In the records below, change every occurrence of "rattan chair" to "cane chair" and reproduce all other text unchanged.

===== RECORDS TO PROCESS

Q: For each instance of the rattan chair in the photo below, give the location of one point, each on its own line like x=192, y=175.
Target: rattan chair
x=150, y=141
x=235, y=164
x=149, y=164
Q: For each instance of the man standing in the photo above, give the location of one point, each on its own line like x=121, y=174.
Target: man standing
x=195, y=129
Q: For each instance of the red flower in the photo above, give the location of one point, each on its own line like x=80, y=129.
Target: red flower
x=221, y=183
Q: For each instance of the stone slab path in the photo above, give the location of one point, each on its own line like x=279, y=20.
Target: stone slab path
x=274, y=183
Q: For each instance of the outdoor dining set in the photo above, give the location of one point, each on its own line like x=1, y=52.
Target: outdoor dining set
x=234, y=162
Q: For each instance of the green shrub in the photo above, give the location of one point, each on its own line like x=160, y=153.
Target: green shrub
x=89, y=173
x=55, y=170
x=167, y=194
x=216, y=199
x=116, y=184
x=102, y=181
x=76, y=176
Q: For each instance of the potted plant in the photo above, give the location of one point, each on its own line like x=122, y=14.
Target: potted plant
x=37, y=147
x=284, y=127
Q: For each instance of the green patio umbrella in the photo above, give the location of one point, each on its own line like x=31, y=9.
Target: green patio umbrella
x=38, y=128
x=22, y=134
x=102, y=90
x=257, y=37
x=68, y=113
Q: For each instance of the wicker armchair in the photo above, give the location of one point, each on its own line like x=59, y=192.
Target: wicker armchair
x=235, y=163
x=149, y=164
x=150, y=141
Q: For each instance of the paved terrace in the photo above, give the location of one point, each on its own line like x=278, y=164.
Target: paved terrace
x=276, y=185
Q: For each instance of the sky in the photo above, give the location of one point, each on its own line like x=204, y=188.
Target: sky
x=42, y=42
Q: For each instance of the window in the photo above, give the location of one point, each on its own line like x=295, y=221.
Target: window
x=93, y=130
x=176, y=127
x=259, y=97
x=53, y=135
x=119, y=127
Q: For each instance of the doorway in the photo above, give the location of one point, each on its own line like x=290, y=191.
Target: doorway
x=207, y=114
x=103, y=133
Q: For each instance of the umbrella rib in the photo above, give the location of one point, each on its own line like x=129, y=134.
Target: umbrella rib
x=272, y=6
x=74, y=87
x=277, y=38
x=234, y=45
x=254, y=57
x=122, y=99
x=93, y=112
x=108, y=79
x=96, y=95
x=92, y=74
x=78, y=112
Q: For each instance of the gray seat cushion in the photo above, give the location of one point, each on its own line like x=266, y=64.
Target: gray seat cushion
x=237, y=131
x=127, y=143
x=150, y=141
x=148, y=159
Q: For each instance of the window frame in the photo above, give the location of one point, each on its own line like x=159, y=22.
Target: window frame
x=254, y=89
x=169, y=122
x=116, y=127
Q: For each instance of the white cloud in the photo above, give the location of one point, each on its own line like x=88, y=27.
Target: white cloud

==========

## CORRECT RESPONSE
Q: For each instance of the cane chair in the photo below, give the location of one point, each on its own line like x=192, y=175.
Target: cane chair
x=150, y=141
x=235, y=164
x=149, y=164
Q: For each instance of the man standing in the photo above, give the location of one point, each on its own line like x=121, y=174.
Target: man standing
x=195, y=129
Q: For each instance of the red flower in the photo above, give the location of one point, each on its own line like x=80, y=129.
Target: red flower
x=221, y=183
Q: For each instance of the stone slab path in the photo above, give the location of one point, each on its own line like x=279, y=20.
Target: stone slab path
x=274, y=183
Q: For each instance of the outdoor dining set in the photo above, give the location of one point, each on its own line like x=1, y=52.
Target: outdoor dining set
x=234, y=162
Q: For each instance of the green shrub in the photo above, give the location of one point, each on its own line like x=160, y=153.
Target: green shrub
x=89, y=173
x=55, y=170
x=167, y=194
x=216, y=199
x=116, y=184
x=102, y=181
x=76, y=176
Q: For each instance of the potted plant in the photo above, give the location of one point, each on its own line like x=122, y=14.
Target: potted plant
x=37, y=147
x=284, y=127
Q: For each instance of the green patio umbrella in the photo above, give the location of one point, each on its own line like x=31, y=9.
Target: green patio umbrella
x=38, y=128
x=22, y=134
x=102, y=90
x=257, y=37
x=68, y=113
Q: For each instance of the wicker armchair in the photo above, give the location of one point, each on its own line like x=59, y=192.
Target: wicker armchair
x=235, y=163
x=149, y=164
x=150, y=141
Q: For each instance of the paved terrace in the photo above, give the location of one point, each on its own line like x=278, y=164.
Target: paved terrace
x=276, y=185
Q: For each instance of the sky in the photo above, give the location of one point, each on its own line like x=204, y=188.
Target: sky
x=42, y=42
Q: For each instance of the window in the photo above, give the location of one point, each on its own line like x=295, y=221.
Target: window
x=93, y=130
x=176, y=127
x=259, y=97
x=53, y=135
x=119, y=127
Q: For each instance of the doorway in the photo above, give the location of one point, each on its own line like x=290, y=191.
Target: doorway
x=207, y=114
x=103, y=133
Q: For each instance of the umbrella rib in the photo above, give the location of one point, each on its own line like x=129, y=134.
Target: umbrella rib
x=272, y=6
x=74, y=87
x=277, y=38
x=234, y=45
x=254, y=57
x=122, y=99
x=93, y=112
x=108, y=79
x=96, y=95
x=92, y=74
x=78, y=112
Q: For each instance of the gray seat cushion in the photo above, give the location of one point, each on its own line like x=266, y=64.
Target: gray seat cushion
x=237, y=131
x=127, y=143
x=150, y=141
x=148, y=159
Q: For each instance of the window frame in the photo above, give the location of one point, each on its own line like x=159, y=22.
Target: window frame
x=254, y=89
x=169, y=122
x=116, y=127
Q: For each instance of the white cloud in the photo above, give the location of one point, each on its own line like x=88, y=27.
Target: white cloud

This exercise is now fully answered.